- **ABOUT THIS EXERCISE**:
Copy the data below exactly, but not the pictures it contains.

Stored items from a collection:

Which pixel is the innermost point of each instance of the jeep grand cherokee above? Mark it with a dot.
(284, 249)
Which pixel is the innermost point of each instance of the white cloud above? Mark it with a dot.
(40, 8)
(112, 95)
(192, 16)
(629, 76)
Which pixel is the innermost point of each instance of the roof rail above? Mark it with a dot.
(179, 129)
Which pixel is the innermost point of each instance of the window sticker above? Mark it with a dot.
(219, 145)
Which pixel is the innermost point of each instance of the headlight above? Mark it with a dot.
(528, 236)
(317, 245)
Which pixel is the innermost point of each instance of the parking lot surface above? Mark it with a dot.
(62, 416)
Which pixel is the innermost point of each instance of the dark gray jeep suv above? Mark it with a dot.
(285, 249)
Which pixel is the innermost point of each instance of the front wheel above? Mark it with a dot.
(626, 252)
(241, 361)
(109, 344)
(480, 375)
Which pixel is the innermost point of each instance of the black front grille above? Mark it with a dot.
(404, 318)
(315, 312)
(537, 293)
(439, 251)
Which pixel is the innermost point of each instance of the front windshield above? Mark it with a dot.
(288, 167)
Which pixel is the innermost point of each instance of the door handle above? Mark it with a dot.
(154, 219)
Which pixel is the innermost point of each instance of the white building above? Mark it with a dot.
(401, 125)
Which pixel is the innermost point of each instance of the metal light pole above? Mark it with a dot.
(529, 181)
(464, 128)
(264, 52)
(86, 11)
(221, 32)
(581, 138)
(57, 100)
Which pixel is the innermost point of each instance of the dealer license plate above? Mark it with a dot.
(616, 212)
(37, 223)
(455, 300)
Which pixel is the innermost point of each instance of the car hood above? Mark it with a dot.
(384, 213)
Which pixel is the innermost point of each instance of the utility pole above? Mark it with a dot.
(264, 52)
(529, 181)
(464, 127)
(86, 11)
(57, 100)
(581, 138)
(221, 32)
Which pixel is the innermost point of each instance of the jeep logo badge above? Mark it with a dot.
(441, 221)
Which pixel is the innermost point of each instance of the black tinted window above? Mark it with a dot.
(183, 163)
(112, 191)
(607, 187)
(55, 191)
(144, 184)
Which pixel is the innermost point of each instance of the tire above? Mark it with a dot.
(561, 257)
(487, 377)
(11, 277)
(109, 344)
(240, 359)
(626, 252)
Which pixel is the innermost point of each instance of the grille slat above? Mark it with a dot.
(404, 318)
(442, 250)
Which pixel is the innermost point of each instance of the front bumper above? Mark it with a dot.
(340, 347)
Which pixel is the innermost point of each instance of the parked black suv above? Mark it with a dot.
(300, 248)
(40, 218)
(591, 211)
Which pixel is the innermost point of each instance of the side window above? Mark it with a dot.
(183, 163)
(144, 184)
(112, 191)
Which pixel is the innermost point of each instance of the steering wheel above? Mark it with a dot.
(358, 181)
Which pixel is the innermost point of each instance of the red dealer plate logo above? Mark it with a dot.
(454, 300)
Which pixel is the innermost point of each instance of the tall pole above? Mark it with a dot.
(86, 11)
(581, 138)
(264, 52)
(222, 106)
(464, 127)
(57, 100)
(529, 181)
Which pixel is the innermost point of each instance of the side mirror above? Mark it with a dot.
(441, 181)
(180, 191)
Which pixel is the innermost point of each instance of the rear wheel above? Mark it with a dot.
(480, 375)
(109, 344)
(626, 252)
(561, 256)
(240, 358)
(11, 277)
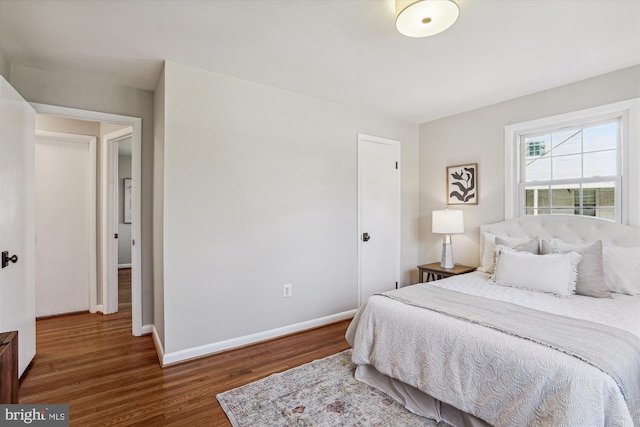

- **ANSWER AREA**:
Which pixel is the innermost point of each instance of the jeep grand cherokee above? Mark it with a dot.
(284, 249)
Which pixel is the innermost point of each instance of the white cloud above? Mark it with a dot.
(40, 8)
(112, 95)
(192, 16)
(629, 76)
Which pixel is the innermost point of each instance of the roof rail above? Mark it with a dot.
(179, 129)
Which pixel is the innermost point of each instance of the window sticker above? Mark it with a dot.
(219, 145)
Which pixel is the innermost point of each instance of the headlight above? Mark it with a dot.
(528, 236)
(317, 245)
Which pixel is the innermost point of each instance of the parking lot surface above? Mark it with a dot.
(62, 416)
Which pixel is the innermost point of each instance of the dark gray jeep suv above? Mark it with a dot.
(285, 249)
Which pixel is the innermost point of each instance of the front wheel above? Mark it with a dot.
(626, 252)
(241, 361)
(109, 344)
(480, 375)
Which pixel is the innermost point of each instance of the black front grille above? Mark it with a dot.
(404, 318)
(315, 312)
(537, 293)
(439, 251)
Which pixel is the innermost point of each instance of the front windshield above? Mark it with a dot.
(288, 167)
Which pixel is the innermost point of each instance of the door handle above? Mark it with a dot.
(154, 219)
Which pixel is the innermost point of each instance of the white building above? Mark it with a dot.
(401, 125)
Which pixel is the innermost point of each instance of the metal light pole above? Mark it with a dot.
(529, 181)
(464, 128)
(264, 52)
(86, 11)
(221, 32)
(581, 138)
(57, 100)
Which pixel is the innermost point of each instance of the dealer license plate above? Mark it with a dot.
(616, 212)
(37, 223)
(455, 300)
Which pixel is the innermost point of each instance of the car hood above? Mark it with a dot.
(384, 213)
Which pixel is the innermost point of each instance of the utility pole above? Mark it with a dot.
(264, 52)
(529, 181)
(464, 127)
(86, 11)
(57, 100)
(581, 138)
(221, 32)
Which pixel is the innermost point of each instance of the jeep logo badge above? Mark it with a dot.
(441, 221)
Which pixel is the innermost point of each instance of the black tinted window above? Mark it with a dot.
(183, 163)
(112, 191)
(607, 187)
(55, 191)
(144, 184)
Which pixel is the innermost point of each instance of the tire above? Mark it with a dot.
(561, 257)
(487, 377)
(11, 277)
(109, 344)
(240, 359)
(626, 252)
Which pixel is the innermost point of each instance of the grille slat above? Mark it with a dot.
(404, 318)
(442, 250)
Which pixel is the innermost point of each instance of the front bumper above? Mark it with a dot.
(340, 347)
Which pixel is the innermost point of each instance of the parked black suv above? Mark it with a dot.
(300, 248)
(40, 218)
(591, 211)
Which pixel is the innermost point of each instance of the side window above? Mark it with a dot.
(183, 163)
(144, 184)
(112, 191)
Which pixel is the innermost point of each instance of the steering wheel above? Mark it with a dot.
(358, 181)
Which pixel is the innermost point of each instance of the red dealer plate logo above? Mark it with a dot.
(454, 300)
Which pixel is the innermost point of each instance of the tall pole above? Mark it with a dot.
(86, 11)
(581, 138)
(264, 52)
(222, 106)
(464, 127)
(57, 100)
(529, 181)
Which pixel is the innermost point of each instance of the side mirror above? Mark it with a dot.
(441, 181)
(180, 191)
Which pixel is the innermost point of each instance of the rear wheel above? Mark it with a dot.
(480, 375)
(109, 344)
(626, 252)
(561, 256)
(240, 358)
(11, 277)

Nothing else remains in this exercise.